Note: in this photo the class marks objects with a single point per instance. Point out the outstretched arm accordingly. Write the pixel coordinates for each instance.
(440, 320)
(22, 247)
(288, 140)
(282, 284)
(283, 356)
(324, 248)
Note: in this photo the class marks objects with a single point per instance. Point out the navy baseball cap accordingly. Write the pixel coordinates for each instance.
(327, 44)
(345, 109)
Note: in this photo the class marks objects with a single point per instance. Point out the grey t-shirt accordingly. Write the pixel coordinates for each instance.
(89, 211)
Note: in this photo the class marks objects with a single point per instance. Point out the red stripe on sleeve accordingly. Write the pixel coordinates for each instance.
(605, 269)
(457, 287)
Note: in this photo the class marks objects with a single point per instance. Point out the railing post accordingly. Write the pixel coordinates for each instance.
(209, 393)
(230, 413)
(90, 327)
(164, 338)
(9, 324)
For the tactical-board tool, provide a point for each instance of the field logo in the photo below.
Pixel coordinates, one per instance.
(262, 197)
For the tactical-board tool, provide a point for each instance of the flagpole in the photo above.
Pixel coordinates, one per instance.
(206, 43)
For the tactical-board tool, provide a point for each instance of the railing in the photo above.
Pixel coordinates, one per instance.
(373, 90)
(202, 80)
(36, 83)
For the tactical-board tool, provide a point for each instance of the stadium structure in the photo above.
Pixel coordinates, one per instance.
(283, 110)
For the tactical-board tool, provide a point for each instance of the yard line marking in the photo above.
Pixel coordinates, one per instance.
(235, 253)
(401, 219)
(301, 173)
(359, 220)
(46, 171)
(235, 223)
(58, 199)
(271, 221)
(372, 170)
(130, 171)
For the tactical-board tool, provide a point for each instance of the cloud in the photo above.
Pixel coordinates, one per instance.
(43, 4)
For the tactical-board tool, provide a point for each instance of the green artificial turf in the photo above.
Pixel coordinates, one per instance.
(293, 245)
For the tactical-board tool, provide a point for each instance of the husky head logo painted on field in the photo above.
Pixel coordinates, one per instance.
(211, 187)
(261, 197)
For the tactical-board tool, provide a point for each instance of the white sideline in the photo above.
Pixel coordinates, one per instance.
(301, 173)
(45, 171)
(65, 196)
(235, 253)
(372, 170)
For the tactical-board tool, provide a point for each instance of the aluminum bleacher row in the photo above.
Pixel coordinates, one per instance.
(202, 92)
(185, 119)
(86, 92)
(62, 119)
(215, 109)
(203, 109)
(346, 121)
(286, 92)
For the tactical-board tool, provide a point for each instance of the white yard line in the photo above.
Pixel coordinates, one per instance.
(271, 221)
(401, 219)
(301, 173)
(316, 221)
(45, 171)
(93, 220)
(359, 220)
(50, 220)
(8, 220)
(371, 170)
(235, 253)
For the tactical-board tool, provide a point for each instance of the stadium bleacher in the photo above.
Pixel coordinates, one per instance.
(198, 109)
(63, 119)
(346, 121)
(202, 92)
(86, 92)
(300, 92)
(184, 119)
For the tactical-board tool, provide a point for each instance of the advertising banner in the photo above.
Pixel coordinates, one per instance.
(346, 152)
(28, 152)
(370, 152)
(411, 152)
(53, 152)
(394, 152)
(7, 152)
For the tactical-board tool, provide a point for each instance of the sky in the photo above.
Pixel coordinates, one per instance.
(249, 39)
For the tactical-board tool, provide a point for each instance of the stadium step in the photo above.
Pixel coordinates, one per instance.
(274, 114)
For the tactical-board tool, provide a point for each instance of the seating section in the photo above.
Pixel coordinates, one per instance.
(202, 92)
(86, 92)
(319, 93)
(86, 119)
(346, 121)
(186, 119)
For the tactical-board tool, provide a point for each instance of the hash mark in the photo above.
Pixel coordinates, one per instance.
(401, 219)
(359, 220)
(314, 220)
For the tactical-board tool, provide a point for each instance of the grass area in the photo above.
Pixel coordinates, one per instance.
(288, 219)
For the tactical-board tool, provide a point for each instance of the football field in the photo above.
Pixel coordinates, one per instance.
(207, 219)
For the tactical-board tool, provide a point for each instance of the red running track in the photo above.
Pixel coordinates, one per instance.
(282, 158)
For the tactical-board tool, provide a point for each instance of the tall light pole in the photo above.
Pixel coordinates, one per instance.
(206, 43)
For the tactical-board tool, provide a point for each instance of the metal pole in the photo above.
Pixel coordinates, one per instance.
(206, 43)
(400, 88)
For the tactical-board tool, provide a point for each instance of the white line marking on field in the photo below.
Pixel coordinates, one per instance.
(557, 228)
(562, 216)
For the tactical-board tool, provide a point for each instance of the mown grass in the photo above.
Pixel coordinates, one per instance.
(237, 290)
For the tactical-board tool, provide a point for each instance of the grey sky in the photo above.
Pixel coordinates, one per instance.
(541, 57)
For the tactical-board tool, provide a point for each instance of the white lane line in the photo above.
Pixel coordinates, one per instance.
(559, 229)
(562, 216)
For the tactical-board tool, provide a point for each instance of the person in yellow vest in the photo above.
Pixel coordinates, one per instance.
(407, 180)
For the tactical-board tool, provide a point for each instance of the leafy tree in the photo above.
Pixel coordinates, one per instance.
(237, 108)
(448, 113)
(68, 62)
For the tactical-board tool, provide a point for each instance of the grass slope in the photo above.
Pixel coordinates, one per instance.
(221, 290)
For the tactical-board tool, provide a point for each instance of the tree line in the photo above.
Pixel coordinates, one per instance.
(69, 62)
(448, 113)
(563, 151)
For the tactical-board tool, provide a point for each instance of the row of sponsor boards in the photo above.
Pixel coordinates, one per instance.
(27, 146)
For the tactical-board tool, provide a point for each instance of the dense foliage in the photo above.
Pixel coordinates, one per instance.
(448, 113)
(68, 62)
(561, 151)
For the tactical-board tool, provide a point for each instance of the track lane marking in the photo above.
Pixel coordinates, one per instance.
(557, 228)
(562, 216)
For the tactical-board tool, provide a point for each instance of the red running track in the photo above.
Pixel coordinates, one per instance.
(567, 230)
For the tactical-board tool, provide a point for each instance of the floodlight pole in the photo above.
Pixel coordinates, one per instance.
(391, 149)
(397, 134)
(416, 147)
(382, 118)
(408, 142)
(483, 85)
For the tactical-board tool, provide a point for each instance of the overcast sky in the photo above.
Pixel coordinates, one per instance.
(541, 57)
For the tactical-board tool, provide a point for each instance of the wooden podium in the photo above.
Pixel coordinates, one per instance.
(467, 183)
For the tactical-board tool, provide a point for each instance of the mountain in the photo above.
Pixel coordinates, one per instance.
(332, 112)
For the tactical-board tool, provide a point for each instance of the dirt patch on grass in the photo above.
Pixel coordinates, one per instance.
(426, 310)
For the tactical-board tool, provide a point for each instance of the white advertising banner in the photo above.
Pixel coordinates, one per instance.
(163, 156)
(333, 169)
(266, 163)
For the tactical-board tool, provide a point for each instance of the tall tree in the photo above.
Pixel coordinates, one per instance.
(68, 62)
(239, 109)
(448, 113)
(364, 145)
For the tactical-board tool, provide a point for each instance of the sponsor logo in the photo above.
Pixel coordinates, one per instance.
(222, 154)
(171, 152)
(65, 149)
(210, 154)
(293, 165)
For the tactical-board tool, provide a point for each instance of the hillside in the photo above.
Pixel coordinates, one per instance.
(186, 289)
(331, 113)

---

Lines containing the word "stadium" must all be returned from the material above.

For the tactical-board tool, provide a point for each instance of the stadium structure in the photo above.
For the tactical-board tool, provide a point for each instance of the stadium bleacher in the photo above.
For the tactical-board tool, provide a point for each instance of the stadium step in the photo above.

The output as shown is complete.